── PASSAGE FOR REVIEW

The Victorian setting remains the same, but Odden exchanges refined Inspector Hallam, last seen in A Trace of Deceit (2019), for conflicted, determined Inspector Mickey Corravan.
Corravan was a poor Irish orphan who worked as a stevedore and bare-knuckle fighter before signing on with the River Police and then Scotland Yard. So he seems the perfect choice for a murder most likely committed on the Thames. The body of a young woman is found floating in a small boat. Her only jewelry, a locket with initials and a picture, soon identifies her as the missing daughter of a wealthy judge. Although Corravan’s boss orders him to make the case his chief concern, he continues his search for a missing woman, the wife of a shipping magnate, whom he finds in an insane asylum for the poor. She’s speechless and so terrified of returning home that she attacks Corravan, who takes her to Dr. Everett, a medical friend who treats mentally disturbed patients kindly, while he investigates her husband. When a second young woman is found murdered in a rowboat, Corravan starts looking for suspects who may have hated their loved ones. The upper classes close ranks, and only maids and friends of the dead women give him any information. As the body count grows, Corravan’s temper threatens to get the best of him, while Scotland Yard is relentlessly criticized in the newspapers and his job hangs in the balance.

────

**WHAT TO DO:**
1. Summarize the passage on Inspector Corravan in two sentences.
2. Give again everything in the passage on Inspector Corravan from "The Victorian setting" down to "Inspector Mickey Corravan.".

── RAW DATA

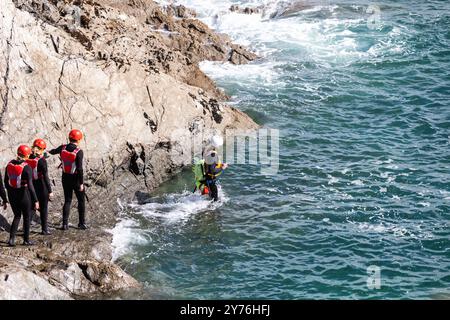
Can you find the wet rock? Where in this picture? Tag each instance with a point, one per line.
(127, 74)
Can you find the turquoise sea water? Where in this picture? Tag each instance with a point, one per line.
(364, 117)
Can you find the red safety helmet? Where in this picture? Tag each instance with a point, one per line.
(40, 144)
(75, 135)
(24, 151)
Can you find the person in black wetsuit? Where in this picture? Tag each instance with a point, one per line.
(72, 178)
(213, 168)
(41, 181)
(21, 194)
(3, 194)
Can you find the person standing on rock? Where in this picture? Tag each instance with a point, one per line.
(213, 167)
(72, 177)
(21, 193)
(41, 181)
(3, 194)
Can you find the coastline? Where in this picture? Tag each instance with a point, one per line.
(130, 86)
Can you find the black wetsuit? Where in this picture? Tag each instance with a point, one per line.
(2, 190)
(212, 172)
(22, 201)
(71, 183)
(43, 188)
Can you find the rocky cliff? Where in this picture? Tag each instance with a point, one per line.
(127, 74)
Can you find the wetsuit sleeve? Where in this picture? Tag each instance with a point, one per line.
(56, 151)
(43, 168)
(79, 165)
(28, 175)
(2, 190)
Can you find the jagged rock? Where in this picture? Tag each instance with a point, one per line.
(15, 284)
(240, 56)
(247, 10)
(133, 90)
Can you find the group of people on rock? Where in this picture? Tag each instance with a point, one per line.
(28, 187)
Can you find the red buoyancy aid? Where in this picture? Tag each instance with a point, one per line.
(33, 163)
(68, 160)
(15, 175)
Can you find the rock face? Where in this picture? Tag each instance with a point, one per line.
(126, 73)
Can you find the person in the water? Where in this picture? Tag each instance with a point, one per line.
(213, 168)
(3, 196)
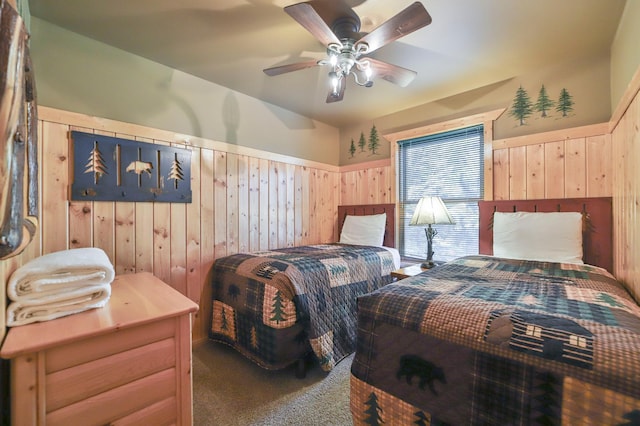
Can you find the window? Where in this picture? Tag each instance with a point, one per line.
(451, 166)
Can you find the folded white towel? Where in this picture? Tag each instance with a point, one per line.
(56, 306)
(59, 272)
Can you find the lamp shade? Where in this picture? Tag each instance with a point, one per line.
(431, 210)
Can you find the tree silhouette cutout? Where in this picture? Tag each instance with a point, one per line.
(633, 417)
(95, 163)
(565, 103)
(522, 107)
(609, 300)
(374, 140)
(373, 411)
(352, 148)
(224, 325)
(233, 291)
(254, 338)
(362, 142)
(423, 419)
(544, 103)
(175, 172)
(278, 311)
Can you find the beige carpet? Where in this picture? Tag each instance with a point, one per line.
(230, 390)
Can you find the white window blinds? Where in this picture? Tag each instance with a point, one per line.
(448, 165)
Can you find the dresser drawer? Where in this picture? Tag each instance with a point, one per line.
(119, 402)
(79, 352)
(65, 387)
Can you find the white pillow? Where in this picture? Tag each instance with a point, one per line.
(365, 230)
(549, 237)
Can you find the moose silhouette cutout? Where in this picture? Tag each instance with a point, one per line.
(428, 372)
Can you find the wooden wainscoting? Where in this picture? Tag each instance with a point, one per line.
(242, 199)
(626, 188)
(571, 163)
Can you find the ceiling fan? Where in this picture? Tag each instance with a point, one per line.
(348, 50)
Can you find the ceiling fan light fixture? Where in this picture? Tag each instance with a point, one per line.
(347, 47)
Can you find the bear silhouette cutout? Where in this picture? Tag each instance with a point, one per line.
(428, 372)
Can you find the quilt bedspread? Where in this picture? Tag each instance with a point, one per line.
(313, 286)
(483, 340)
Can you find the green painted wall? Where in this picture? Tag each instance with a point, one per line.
(625, 51)
(78, 74)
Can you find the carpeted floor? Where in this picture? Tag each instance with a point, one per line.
(230, 390)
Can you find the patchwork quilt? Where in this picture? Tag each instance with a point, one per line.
(483, 340)
(275, 306)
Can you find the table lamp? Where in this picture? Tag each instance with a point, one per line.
(430, 211)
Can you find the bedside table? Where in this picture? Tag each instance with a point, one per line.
(411, 270)
(407, 271)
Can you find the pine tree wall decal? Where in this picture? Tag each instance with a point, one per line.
(522, 107)
(565, 103)
(352, 148)
(176, 171)
(374, 140)
(95, 163)
(544, 103)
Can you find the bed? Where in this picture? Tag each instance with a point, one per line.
(278, 306)
(504, 341)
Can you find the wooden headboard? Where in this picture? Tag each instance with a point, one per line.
(367, 209)
(597, 230)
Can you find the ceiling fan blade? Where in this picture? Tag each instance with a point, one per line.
(281, 69)
(336, 97)
(307, 16)
(392, 73)
(409, 20)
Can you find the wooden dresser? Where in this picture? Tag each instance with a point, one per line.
(126, 363)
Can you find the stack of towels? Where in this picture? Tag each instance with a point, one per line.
(59, 284)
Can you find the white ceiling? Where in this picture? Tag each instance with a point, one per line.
(469, 44)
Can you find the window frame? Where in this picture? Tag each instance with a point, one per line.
(485, 119)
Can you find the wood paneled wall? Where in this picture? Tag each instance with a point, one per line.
(625, 135)
(243, 200)
(569, 163)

────

**TASK RESULTS:**
1. Odden keeps the Victorian setting but replaces Inspector Hallam with Inspector Mickey Corravan, a poor Irish orphan and former stevedore and bare-knuckle fighter who joined the River Police and then Scotland Yard. Corravan investigates young women found dead in boats while also pursuing the case of a shipping magnate's missing wife, and as the upper classes close ranks and the body count grows, his temper threatens to get the best of him and his job hangs in the balance.

2.
The Victorian setting remains the same, but Odden exchanges refined Inspector Hallam, last seen in A Trace of Deceit (2019), for conflicted, determined Inspector Mickey Corravan.